### TEXT SHOWN
A short but fascinating rapid response to a recent British Medical Journal article really got my attention this week. Writing in response to an ongoing discussion about evidence, guidelines and decision-making, Michael H Stone pointed out that the role of evidence is to help clinicians to describe outcomes and make the guidelines which we know are sometimes necessary to ‘steer service provision’. In a culture which prioritises evidence (and that addition is mine rather than the original author’s), health professionals are required to then present that evidence to people making decisions about their health.
But, as Stone then points out, the people making decisions do not have to accept the treatment which is offered or recommended, and they are at liberty to “incorporate personal and non-clinical factors into their decision-making, so ‘EBM’ can never prescribe the decision-making of any particular patient (sic).”
He goes on to differentiate this even more clearly, noting that, while doctors decide what to offer, it is the recipient of health care who decides what to accept and concludes that, “I personally find it very unhelpful to describe that as ‘shared decision-making’.” (Stone 2016)

### EXTRACTED INFORMATION
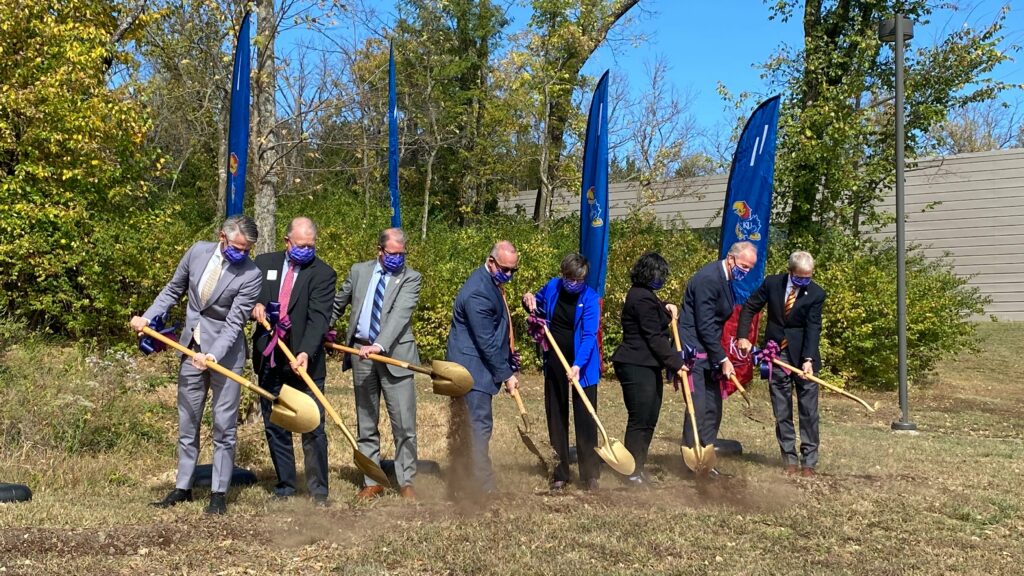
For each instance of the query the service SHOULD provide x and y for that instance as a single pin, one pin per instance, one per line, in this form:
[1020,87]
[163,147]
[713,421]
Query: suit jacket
[227,310]
[479,335]
[646,334]
[802,329]
[586,325]
[308,309]
[707,306]
[400,299]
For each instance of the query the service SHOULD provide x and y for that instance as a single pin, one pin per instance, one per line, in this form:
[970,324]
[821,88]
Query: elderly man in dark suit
[707,305]
[383,294]
[795,303]
[481,339]
[301,286]
[222,285]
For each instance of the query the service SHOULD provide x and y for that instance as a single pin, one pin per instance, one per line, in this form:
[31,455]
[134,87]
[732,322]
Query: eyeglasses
[506,270]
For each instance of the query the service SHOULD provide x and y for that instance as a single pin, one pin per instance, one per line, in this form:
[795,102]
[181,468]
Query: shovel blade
[371,468]
[451,378]
[617,457]
[295,411]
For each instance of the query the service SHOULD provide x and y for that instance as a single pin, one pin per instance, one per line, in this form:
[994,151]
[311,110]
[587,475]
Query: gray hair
[243,224]
[299,222]
[574,266]
[740,247]
[395,234]
[801,260]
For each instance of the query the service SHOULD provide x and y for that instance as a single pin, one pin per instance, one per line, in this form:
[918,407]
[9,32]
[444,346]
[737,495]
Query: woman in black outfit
[645,352]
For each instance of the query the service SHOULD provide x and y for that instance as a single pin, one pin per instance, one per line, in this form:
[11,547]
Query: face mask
[800,282]
[301,254]
[233,255]
[393,262]
[573,286]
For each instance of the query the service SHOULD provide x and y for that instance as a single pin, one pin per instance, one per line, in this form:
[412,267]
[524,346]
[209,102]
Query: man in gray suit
[222,285]
[383,294]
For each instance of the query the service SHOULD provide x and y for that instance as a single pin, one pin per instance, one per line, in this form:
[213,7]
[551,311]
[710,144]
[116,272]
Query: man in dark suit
[795,303]
[707,305]
[481,339]
[383,293]
[302,285]
[222,285]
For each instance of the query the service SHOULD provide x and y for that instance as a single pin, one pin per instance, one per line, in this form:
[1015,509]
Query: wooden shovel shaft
[819,381]
[315,389]
[210,364]
[383,359]
[576,384]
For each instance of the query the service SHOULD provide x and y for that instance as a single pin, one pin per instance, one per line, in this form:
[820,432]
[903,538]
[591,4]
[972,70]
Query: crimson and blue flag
[238,131]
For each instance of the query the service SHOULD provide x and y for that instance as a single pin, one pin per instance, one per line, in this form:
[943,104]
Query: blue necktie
[375,314]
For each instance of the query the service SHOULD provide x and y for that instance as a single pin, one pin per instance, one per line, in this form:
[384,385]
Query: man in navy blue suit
[707,306]
[481,339]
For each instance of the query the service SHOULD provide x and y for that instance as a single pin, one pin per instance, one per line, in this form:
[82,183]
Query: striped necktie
[790,301]
[375,313]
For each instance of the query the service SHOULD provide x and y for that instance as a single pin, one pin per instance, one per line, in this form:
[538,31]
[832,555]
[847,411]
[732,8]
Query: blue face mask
[301,254]
[233,255]
[573,286]
[800,282]
[393,262]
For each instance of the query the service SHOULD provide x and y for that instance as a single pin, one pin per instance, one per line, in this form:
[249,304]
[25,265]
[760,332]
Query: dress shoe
[175,497]
[218,503]
[370,492]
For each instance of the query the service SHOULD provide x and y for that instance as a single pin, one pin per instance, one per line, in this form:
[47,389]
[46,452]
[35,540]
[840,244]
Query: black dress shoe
[218,503]
[175,497]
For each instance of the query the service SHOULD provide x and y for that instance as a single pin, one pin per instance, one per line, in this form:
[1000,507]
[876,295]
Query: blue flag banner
[748,198]
[594,197]
[747,215]
[238,131]
[392,141]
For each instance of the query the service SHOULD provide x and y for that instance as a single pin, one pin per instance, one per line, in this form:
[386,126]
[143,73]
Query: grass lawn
[946,500]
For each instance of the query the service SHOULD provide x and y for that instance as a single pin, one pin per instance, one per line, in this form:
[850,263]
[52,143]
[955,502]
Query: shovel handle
[313,388]
[576,383]
[819,381]
[382,359]
[210,364]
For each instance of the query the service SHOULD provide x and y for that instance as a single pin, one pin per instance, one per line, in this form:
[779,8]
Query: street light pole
[899,30]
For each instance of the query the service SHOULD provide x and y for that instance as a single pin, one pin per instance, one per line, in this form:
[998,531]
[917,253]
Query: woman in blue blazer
[572,311]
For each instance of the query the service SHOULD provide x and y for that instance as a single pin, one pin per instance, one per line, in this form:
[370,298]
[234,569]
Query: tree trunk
[267,152]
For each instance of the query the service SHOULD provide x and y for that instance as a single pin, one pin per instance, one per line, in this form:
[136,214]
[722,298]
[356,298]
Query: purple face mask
[800,282]
[393,262]
[573,286]
[301,254]
[233,255]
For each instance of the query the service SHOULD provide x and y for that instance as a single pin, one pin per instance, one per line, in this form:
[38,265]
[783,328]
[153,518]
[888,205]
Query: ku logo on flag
[749,227]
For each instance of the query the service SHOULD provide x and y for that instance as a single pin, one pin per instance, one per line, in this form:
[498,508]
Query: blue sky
[709,41]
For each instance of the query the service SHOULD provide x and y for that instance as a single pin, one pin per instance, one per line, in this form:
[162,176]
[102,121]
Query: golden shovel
[610,450]
[363,462]
[450,378]
[700,459]
[291,409]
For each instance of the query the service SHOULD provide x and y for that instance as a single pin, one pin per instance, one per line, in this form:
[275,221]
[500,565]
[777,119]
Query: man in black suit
[303,287]
[795,303]
[707,306]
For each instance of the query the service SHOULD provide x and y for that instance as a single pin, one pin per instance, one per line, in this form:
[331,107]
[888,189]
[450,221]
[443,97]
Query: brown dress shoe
[370,492]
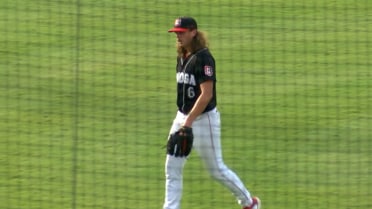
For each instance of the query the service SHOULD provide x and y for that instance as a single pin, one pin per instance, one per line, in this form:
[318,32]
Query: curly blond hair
[199,41]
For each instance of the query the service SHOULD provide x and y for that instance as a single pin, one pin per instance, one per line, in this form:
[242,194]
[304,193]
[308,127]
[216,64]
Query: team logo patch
[177,22]
[208,70]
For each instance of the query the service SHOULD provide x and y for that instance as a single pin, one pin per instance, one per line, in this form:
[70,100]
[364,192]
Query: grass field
[87,96]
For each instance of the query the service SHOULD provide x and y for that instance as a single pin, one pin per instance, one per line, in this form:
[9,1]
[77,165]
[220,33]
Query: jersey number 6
[191,92]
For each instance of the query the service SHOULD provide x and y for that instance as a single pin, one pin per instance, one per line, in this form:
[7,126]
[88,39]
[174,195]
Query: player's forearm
[199,106]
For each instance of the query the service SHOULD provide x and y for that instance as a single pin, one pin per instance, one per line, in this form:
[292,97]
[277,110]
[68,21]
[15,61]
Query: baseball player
[197,123]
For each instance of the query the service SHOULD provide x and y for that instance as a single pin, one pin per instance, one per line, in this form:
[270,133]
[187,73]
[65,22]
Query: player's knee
[219,174]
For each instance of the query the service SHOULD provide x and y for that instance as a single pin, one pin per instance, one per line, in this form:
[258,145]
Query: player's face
[184,38]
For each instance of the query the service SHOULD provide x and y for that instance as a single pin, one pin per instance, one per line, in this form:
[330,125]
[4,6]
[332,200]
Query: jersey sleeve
[206,69]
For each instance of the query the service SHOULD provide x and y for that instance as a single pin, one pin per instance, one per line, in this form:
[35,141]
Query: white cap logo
[177,22]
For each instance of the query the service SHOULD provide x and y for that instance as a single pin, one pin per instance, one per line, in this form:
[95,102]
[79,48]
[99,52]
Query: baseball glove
[180,143]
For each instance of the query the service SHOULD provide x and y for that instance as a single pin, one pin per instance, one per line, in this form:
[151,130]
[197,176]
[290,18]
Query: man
[197,121]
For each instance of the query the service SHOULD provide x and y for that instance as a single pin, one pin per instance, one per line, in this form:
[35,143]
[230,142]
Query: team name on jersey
[186,78]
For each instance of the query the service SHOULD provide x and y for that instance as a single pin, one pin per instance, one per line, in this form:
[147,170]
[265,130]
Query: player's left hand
[180,142]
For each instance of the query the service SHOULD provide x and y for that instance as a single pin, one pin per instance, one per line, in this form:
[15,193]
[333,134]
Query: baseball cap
[183,24]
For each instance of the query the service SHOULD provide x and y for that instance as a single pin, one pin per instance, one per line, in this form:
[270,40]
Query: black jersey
[191,72]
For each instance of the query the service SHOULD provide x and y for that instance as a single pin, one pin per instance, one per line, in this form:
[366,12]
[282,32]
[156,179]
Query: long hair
[199,41]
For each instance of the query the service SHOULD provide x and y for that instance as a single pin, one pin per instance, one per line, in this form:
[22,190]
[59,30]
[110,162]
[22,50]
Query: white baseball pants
[207,135]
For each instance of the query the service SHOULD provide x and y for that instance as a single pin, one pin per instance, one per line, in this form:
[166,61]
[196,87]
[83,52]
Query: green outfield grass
[87,96]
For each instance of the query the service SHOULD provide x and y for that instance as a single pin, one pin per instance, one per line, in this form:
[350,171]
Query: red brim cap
[178,29]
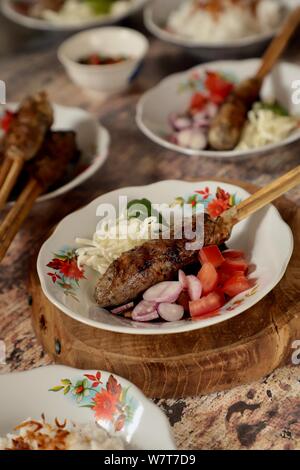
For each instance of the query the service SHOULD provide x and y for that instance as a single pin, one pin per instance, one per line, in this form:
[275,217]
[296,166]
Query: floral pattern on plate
[112,404]
[65,272]
[214,202]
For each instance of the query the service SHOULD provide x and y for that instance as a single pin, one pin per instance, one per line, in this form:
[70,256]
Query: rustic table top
[263,415]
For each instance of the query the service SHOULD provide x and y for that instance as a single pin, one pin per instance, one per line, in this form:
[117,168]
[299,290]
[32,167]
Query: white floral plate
[83,397]
[265,238]
[173,95]
[8,9]
[92,139]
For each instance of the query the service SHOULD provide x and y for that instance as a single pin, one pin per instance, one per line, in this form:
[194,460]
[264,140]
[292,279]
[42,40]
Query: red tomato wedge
[218,87]
[210,303]
[211,254]
[231,265]
[208,277]
[236,284]
[198,102]
[232,254]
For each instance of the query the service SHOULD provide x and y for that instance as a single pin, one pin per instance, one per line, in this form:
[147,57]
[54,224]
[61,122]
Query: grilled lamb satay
[28,128]
[50,164]
[153,262]
[23,140]
[41,5]
[49,167]
[226,129]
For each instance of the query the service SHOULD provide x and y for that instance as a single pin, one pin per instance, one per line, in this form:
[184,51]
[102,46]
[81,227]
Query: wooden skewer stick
[226,129]
[14,167]
[4,170]
[263,197]
[16,216]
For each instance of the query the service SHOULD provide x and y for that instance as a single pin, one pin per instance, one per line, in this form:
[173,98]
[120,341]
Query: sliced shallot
[194,287]
[182,279]
[144,308]
[147,317]
[122,308]
[167,291]
[170,312]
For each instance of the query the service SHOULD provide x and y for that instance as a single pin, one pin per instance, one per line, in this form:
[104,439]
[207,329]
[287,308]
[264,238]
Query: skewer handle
[279,43]
[263,197]
[12,168]
[16,216]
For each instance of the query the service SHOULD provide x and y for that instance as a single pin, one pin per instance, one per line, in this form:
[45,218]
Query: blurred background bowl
[157,13]
[111,42]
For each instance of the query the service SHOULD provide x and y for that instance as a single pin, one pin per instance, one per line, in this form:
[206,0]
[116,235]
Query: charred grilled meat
[155,261]
[225,131]
[50,164]
[28,128]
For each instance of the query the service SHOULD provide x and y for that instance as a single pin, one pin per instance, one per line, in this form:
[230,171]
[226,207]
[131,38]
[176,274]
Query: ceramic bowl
[264,237]
[8,8]
[173,95]
[52,391]
[157,13]
[110,41]
[93,141]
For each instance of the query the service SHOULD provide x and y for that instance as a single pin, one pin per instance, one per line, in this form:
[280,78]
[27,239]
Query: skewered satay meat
[226,129]
[155,261]
[50,165]
[41,5]
[28,128]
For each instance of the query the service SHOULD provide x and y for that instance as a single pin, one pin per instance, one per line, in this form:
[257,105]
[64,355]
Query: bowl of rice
[217,29]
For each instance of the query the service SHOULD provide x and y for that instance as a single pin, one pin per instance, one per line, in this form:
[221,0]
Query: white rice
[235,22]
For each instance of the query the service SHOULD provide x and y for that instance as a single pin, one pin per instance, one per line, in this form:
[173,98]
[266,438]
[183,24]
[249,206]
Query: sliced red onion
[170,312]
[123,308]
[182,279]
[147,317]
[194,287]
[144,308]
[167,291]
[211,110]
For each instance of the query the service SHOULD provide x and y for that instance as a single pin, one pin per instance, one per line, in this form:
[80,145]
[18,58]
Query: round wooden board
[238,351]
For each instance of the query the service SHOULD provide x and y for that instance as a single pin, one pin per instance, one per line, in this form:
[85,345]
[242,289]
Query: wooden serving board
[238,351]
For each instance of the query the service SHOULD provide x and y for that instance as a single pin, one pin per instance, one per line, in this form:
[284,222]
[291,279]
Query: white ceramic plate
[173,95]
[264,237]
[10,12]
[142,417]
[92,139]
[157,13]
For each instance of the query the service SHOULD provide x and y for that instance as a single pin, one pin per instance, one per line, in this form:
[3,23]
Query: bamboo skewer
[263,197]
[226,129]
[12,168]
[16,216]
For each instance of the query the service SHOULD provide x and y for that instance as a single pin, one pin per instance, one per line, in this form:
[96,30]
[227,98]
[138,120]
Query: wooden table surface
[262,415]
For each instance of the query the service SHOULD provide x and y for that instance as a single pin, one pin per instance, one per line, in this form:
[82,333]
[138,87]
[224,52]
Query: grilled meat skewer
[155,261]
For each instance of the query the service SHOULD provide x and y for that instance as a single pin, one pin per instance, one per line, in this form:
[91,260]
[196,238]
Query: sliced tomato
[207,304]
[211,254]
[236,284]
[231,265]
[208,277]
[232,254]
[218,87]
[198,102]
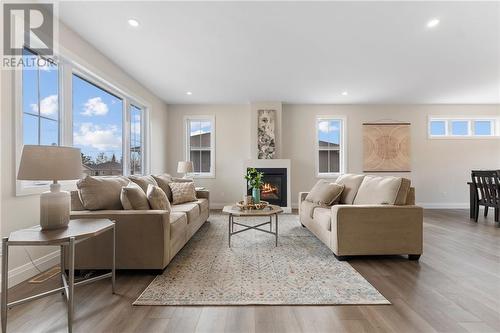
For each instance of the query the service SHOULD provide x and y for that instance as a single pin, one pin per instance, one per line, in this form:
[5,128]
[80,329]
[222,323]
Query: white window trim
[470,119]
[211,118]
[66,70]
[343,146]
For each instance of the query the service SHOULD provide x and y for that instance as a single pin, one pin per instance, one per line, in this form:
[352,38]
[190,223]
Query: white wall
[23,211]
[440,168]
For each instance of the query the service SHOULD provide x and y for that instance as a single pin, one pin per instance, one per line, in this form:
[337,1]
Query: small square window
[438,127]
[460,127]
[483,127]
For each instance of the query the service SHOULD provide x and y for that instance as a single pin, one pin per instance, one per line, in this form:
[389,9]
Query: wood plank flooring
[455,287]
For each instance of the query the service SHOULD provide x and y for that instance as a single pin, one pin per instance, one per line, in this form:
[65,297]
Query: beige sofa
[145,239]
[375,216]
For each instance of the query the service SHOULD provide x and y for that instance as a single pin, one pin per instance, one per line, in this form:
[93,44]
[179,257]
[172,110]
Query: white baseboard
[27,271]
[443,205]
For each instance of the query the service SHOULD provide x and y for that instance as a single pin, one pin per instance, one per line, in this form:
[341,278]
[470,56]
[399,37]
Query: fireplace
[274,187]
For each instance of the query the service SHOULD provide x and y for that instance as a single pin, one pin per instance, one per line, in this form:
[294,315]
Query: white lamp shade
[185,167]
[50,163]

### DIRECTIONS
a – List every word or phrase that the piece about evidence and decision-making sets off in single quotation marks.
b – Return the part of the piece about evidence and decision-making starting with "A short but" and going on through "about their health.", copied word for word.

### TASK-BY-TASK OUTPUTS
a –
- steer service provision
- EBM
- shared decision-making

b –
A short but fascinating rapid response to a recent British Medical Journal article really got my attention this week. Writing in response to an ongoing discussion about evidence, guidelines and decision-making, Michael H Stone pointed out that the role of evidence is to help clinicians to describe outcomes and make the guidelines which we know are sometimes necessary to ‘steer service provision’. In a culture which prioritises evidence (and that addition is mine rather than the original author’s), health professionals are required to then present that evidence to people making decisions about their health.